Records from a pointing dataset
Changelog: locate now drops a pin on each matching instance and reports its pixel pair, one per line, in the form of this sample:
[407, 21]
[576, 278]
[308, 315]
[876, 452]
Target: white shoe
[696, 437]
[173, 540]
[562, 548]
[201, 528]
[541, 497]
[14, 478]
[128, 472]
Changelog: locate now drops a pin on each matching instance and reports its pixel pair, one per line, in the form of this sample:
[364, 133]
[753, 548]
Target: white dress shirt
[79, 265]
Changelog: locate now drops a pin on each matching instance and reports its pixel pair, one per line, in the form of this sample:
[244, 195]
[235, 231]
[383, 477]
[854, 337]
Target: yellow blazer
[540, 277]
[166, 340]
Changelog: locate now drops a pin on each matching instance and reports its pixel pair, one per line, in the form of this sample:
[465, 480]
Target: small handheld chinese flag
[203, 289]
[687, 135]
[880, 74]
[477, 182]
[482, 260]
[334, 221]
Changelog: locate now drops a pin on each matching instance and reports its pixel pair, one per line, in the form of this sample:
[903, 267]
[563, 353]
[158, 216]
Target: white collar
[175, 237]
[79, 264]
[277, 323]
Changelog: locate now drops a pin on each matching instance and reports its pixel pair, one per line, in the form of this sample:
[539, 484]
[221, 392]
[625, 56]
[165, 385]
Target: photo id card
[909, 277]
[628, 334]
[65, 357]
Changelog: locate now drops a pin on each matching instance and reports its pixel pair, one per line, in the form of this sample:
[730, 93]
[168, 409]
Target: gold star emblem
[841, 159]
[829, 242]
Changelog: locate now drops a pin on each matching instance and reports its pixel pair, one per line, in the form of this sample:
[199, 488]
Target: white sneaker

• [What is asked]: Copy every line of the data above, reproducing each character and line break without change.

• [Expected output]:
Changelog: locate now drops a pin on each matching instance and reports its pixel pair, one per line, in the form of this sample:
[407, 21]
[576, 278]
[308, 315]
[876, 452]
Target: white shoe
[696, 437]
[173, 540]
[562, 548]
[201, 528]
[541, 497]
[14, 478]
[128, 472]
Changelog: locate now drops a pin on each matching instance and reports its pixel pair, one per line, in the form of this sample:
[364, 133]
[753, 548]
Target: white dress shirt
[79, 265]
Changelog: locate now drops a pin on each matching instance and reports its pixel pair, one per line, in the form of this sample:
[244, 195]
[235, 231]
[383, 477]
[854, 337]
Target: yellow blazer
[540, 277]
[166, 340]
Changelog: locate now drops a pin on each matching instance and reports its pixel pair, one per line, in the form of this sample:
[465, 480]
Target: small handheld chinese flag
[203, 289]
[687, 135]
[880, 74]
[477, 182]
[482, 260]
[334, 221]
Changelog: locate now drops a pin on each matching instance and reports its pixel pair, one per line, in the form of this sample:
[903, 267]
[563, 353]
[158, 216]
Target: white collar
[175, 237]
[79, 264]
[277, 323]
Changelog: locate now drops a pin on each matching instance and reports its pixel pair, one per line, in the form of this sample:
[539, 484]
[221, 392]
[625, 56]
[165, 385]
Target: photo id card
[909, 277]
[628, 334]
[65, 357]
Changelog: locate now drops a pin on each matching instance and reports its pixel pair, one per line, in the form of this sample:
[730, 93]
[168, 409]
Target: gold star emblem
[841, 159]
[829, 242]
Changelog: locate now drops a pin on each matching instance and reports its pixel pair, one per line, in the form of this sample:
[199, 488]
Target: white sneaker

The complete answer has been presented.